Collected data entries →
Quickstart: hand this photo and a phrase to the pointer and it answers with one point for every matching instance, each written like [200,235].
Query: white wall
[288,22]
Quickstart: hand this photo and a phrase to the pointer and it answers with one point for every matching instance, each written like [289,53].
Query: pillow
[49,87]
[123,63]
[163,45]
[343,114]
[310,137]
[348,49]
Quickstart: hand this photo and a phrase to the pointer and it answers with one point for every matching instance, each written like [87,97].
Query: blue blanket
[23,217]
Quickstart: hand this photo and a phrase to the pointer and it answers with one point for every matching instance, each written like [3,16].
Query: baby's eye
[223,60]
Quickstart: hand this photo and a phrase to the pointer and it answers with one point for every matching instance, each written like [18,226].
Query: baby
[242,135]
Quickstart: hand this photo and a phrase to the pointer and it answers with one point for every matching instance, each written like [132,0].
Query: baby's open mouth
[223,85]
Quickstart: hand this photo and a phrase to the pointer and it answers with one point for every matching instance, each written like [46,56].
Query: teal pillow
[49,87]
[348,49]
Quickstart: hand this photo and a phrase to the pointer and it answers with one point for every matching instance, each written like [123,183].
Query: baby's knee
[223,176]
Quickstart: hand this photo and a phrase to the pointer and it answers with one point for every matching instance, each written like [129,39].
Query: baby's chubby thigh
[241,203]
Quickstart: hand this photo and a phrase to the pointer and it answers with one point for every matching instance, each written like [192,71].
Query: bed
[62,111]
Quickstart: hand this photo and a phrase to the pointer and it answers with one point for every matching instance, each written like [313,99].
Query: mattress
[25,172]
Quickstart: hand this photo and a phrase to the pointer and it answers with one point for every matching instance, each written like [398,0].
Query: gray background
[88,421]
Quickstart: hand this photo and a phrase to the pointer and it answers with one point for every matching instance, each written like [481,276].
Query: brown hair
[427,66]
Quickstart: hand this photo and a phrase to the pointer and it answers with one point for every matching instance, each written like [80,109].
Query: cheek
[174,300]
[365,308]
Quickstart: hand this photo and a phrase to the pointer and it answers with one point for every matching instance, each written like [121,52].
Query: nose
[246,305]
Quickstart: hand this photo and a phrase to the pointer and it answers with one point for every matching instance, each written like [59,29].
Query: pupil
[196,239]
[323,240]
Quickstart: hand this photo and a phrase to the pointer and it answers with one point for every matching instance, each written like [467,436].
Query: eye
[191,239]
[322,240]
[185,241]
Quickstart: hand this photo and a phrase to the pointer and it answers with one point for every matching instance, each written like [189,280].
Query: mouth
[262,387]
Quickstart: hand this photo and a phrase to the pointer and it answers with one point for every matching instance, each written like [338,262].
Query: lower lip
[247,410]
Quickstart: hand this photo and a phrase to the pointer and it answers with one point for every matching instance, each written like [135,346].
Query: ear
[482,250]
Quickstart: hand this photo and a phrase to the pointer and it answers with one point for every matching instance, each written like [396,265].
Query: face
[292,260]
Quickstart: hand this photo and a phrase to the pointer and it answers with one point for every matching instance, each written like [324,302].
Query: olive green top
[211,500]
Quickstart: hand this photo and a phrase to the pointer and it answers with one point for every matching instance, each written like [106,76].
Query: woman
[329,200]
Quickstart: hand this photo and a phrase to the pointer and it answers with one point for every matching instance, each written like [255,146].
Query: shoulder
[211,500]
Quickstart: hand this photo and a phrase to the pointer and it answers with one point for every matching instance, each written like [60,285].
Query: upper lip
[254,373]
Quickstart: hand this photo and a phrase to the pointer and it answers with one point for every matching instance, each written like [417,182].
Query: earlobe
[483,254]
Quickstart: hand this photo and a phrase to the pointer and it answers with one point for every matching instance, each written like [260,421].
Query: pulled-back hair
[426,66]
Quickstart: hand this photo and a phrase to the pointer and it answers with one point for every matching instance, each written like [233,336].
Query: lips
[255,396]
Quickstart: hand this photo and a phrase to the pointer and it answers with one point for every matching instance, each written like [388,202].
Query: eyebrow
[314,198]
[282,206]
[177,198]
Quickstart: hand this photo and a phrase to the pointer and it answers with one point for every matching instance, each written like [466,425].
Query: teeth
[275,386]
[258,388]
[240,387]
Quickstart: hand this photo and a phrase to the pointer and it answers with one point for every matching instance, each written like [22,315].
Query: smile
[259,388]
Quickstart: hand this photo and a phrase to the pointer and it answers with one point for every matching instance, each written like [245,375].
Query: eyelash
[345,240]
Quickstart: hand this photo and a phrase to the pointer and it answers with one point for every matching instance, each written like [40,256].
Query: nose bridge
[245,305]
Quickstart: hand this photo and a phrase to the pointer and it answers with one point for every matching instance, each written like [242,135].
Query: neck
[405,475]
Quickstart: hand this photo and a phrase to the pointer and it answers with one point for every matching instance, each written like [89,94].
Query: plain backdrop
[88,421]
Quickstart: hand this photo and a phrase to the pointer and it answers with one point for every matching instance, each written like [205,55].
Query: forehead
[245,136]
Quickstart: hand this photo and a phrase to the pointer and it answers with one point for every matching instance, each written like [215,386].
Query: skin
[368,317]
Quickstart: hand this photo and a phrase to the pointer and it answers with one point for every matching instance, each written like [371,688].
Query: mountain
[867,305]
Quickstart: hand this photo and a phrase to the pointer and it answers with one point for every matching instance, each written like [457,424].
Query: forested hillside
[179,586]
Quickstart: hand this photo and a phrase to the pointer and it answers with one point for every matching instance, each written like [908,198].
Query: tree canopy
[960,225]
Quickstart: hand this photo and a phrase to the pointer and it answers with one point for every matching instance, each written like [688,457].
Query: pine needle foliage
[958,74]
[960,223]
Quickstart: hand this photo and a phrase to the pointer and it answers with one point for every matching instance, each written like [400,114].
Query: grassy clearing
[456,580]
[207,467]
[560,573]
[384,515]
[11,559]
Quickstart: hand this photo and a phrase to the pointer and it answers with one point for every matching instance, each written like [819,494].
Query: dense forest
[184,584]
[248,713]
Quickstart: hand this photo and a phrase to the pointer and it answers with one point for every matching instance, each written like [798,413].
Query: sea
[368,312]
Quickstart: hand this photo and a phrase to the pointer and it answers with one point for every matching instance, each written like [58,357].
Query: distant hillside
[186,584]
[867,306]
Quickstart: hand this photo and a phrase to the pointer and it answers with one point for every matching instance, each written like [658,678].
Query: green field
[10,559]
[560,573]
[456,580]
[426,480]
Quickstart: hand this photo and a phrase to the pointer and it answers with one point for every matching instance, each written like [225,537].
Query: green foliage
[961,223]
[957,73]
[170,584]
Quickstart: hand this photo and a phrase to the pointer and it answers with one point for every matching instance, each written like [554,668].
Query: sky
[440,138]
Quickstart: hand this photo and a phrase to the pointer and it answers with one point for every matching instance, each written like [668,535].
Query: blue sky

Exercise details → All that is wanted is an exact copy of the lines above from the one with "written like [658,678]." through the one with "written like [225,537].", with both ends included.

Output of the exercise →
Quickstart: hand this photo and a phrase to the pointer and it answers with one point for every matching instance, each written like [658,678].
Query: green field
[10,559]
[560,573]
[456,580]
[426,480]
Quickstart: hand this photo and a phrase to the pointer and it answers with one point for every matching instance, each written like [225,537].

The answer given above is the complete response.